## Exercise
Gather every line of the records that contains the string "branch", matching case exactly.

________________________

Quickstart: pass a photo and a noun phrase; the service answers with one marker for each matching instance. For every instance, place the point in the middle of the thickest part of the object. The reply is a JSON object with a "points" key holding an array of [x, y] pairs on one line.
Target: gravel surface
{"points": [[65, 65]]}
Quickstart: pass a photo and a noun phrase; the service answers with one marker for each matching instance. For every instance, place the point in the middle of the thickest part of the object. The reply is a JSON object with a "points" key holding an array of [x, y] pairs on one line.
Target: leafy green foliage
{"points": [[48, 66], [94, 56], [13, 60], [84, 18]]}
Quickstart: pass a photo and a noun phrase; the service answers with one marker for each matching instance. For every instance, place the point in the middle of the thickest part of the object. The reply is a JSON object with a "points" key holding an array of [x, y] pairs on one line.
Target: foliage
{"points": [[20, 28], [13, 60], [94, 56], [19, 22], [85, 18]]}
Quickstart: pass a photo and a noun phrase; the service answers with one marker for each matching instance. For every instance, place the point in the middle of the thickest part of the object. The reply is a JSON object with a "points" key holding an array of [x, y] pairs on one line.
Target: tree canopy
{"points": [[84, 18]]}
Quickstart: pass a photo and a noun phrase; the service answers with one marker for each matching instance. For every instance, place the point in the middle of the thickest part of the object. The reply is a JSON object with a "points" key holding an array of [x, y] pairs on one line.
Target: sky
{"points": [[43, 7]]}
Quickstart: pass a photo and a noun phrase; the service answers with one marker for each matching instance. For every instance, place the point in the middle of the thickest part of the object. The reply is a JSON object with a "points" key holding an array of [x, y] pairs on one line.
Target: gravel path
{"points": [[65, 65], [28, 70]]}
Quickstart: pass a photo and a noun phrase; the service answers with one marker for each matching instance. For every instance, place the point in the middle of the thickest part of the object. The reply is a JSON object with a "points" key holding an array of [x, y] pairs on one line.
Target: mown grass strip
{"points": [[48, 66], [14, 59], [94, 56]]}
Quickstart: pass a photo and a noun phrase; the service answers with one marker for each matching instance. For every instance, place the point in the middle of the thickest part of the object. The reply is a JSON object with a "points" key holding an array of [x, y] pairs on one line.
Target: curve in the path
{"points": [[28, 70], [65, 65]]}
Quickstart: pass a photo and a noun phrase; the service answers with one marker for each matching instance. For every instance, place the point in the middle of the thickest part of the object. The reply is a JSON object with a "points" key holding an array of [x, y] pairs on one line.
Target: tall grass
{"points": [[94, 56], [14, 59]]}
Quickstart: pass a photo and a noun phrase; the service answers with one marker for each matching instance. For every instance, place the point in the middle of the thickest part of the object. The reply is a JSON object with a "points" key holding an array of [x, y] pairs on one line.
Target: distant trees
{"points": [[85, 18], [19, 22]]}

________________________

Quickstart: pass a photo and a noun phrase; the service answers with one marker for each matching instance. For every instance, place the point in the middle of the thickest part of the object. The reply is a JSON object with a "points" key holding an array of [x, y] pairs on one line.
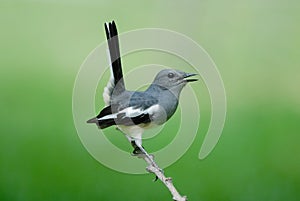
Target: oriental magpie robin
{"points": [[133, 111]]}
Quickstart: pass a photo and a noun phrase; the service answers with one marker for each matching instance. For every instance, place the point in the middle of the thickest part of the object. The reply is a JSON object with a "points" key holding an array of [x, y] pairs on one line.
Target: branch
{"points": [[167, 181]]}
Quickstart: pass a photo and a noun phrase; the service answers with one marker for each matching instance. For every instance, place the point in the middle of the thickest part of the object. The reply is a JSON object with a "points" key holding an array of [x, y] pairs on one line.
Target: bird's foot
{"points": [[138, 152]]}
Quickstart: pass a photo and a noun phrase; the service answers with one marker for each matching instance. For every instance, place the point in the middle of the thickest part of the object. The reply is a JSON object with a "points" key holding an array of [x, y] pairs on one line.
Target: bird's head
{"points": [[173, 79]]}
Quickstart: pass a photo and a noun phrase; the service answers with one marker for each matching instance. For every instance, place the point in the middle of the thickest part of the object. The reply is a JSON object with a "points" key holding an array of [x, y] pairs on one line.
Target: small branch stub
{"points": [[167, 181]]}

________________________

## Right answer
Target: branch
Target: small branch stub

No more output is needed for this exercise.